▸ **Problem details**
Your answer should be the lines below from the one with "Mark each instance of the wooden" to the one with "Mark each instance of the sandal", both included, given again exactly and with nothing added.

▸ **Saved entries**
- - - - - - -

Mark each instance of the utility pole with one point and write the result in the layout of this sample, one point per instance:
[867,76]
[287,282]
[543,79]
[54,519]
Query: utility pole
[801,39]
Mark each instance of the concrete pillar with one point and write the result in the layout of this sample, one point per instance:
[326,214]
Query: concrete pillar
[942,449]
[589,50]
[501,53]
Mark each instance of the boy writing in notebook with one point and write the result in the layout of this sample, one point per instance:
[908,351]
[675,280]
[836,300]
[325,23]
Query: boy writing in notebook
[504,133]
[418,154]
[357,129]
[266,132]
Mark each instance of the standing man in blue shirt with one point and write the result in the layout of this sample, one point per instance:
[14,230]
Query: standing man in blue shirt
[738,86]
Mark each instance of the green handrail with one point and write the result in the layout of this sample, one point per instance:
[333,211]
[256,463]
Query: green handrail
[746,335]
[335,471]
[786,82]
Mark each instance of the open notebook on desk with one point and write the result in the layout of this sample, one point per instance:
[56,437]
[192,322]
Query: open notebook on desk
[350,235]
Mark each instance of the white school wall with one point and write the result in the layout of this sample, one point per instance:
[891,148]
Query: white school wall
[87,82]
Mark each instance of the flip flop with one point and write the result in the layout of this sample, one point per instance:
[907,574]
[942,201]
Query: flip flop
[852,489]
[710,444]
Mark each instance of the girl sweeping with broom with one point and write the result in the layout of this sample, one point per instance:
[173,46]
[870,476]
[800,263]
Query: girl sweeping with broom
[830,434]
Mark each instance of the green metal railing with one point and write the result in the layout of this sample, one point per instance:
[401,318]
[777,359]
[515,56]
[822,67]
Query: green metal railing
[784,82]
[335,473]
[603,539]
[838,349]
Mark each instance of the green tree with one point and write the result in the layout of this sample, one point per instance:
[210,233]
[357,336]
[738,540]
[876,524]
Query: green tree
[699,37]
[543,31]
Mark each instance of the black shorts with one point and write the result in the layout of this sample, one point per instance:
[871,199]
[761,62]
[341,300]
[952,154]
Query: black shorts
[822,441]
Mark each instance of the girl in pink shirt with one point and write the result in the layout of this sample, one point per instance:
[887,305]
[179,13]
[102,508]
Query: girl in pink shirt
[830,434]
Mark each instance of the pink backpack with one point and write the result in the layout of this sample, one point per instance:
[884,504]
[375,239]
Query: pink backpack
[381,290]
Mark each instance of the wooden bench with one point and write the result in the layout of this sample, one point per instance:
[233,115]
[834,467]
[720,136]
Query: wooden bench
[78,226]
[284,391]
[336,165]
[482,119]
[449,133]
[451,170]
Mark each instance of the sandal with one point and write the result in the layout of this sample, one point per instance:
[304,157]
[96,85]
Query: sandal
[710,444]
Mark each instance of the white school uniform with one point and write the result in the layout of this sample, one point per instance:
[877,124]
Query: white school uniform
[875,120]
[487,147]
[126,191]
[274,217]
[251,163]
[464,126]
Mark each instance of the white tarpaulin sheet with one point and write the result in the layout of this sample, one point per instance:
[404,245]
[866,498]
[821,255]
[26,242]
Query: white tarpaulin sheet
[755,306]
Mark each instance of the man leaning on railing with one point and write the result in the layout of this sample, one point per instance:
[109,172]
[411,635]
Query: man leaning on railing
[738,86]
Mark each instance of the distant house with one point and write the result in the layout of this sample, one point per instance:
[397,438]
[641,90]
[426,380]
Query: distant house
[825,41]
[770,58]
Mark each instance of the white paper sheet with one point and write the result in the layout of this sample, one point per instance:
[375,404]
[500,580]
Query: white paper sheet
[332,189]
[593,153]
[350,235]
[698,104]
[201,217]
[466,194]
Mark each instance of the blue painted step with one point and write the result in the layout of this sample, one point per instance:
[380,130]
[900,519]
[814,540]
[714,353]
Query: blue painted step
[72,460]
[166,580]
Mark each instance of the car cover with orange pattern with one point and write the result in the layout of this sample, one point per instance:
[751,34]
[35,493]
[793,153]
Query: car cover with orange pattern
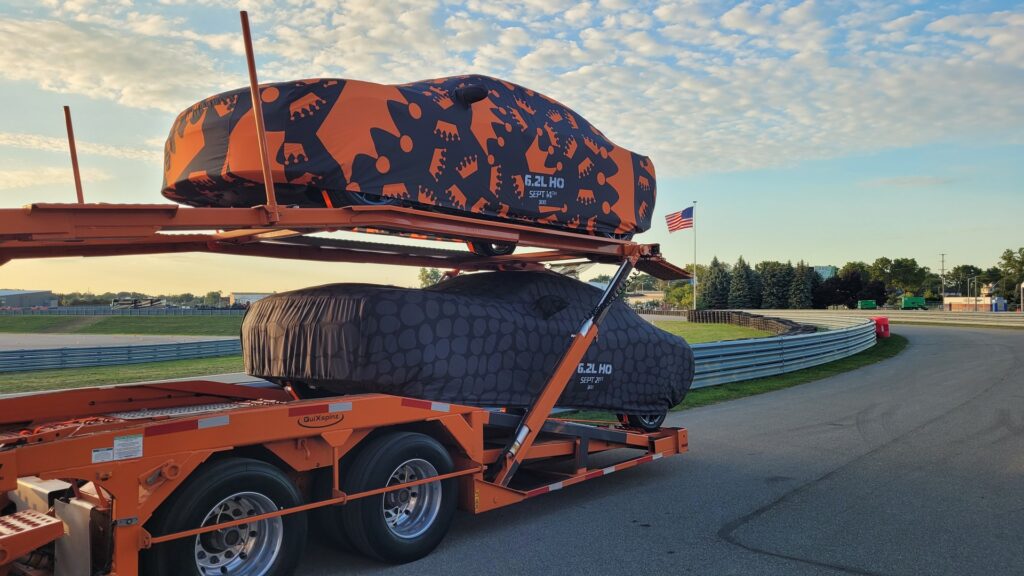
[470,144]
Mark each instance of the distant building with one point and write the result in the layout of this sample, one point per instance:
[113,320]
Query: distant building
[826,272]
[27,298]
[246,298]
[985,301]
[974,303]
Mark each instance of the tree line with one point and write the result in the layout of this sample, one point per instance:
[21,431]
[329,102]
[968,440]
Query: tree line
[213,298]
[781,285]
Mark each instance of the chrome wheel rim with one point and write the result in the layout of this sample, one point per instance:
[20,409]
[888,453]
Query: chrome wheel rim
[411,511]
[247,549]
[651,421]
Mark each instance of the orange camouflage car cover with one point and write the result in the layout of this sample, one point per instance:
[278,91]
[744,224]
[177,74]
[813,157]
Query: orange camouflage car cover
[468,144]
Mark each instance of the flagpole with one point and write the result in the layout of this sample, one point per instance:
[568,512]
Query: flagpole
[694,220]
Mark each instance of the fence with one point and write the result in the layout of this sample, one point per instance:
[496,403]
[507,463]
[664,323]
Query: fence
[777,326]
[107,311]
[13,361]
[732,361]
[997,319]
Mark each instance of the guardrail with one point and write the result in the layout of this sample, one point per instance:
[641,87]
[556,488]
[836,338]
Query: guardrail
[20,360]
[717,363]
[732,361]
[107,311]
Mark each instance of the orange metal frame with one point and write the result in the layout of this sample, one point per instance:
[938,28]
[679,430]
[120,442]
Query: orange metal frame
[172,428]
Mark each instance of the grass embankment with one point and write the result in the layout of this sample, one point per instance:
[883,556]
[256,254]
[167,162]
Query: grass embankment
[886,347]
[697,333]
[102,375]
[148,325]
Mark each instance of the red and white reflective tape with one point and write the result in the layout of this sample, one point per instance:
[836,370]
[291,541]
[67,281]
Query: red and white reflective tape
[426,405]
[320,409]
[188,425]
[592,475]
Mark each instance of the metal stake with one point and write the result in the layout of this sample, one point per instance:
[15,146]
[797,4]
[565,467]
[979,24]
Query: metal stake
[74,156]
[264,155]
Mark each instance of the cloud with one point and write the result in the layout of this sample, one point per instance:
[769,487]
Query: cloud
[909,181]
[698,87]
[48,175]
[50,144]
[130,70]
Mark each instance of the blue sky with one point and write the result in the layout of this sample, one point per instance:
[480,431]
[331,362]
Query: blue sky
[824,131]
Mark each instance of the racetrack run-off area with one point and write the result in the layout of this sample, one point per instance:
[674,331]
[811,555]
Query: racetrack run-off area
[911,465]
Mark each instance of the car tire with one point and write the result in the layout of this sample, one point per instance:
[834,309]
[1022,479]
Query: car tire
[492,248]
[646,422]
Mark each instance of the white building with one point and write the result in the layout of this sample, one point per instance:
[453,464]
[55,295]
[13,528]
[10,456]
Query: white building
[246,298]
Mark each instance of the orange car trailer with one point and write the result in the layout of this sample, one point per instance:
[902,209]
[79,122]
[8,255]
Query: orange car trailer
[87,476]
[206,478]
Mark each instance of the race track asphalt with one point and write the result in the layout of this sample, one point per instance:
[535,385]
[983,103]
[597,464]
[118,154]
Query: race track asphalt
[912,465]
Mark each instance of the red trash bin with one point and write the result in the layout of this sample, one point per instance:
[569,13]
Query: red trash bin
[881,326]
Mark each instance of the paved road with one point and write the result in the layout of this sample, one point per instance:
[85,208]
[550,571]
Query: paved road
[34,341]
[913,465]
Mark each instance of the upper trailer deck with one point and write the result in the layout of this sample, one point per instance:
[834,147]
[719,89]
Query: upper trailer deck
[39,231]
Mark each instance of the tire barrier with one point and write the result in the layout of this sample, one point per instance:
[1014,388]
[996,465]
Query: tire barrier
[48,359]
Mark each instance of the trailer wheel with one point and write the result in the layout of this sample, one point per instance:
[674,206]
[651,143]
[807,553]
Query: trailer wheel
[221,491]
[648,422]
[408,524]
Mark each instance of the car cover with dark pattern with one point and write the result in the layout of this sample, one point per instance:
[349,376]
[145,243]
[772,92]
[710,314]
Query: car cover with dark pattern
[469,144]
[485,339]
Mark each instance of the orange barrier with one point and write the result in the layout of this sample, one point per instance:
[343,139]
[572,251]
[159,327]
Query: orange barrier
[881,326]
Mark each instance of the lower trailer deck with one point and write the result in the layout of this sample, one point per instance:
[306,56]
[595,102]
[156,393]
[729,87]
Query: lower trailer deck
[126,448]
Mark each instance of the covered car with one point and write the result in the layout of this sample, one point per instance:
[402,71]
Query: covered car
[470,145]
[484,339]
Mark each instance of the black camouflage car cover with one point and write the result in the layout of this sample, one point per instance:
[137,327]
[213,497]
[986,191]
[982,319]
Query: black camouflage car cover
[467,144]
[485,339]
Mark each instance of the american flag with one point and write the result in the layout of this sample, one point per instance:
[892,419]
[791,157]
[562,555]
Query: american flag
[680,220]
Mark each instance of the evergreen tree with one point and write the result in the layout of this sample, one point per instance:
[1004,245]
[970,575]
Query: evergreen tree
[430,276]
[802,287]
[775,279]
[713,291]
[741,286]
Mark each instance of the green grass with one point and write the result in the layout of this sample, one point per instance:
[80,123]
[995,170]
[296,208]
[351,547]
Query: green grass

- - - - - - -

▸ **Answer for the task**
Mark each instance of the wooden bench with one point and write the result in the layout of this sample, one point per instance:
[233,115]
[834,467]
[720,136]
Query: wooden bench
[78,226]
[284,391]
[336,165]
[482,119]
[449,133]
[451,170]
Mark each instance of the sandal with one point and write the result in the layout of this sample, one point per instance:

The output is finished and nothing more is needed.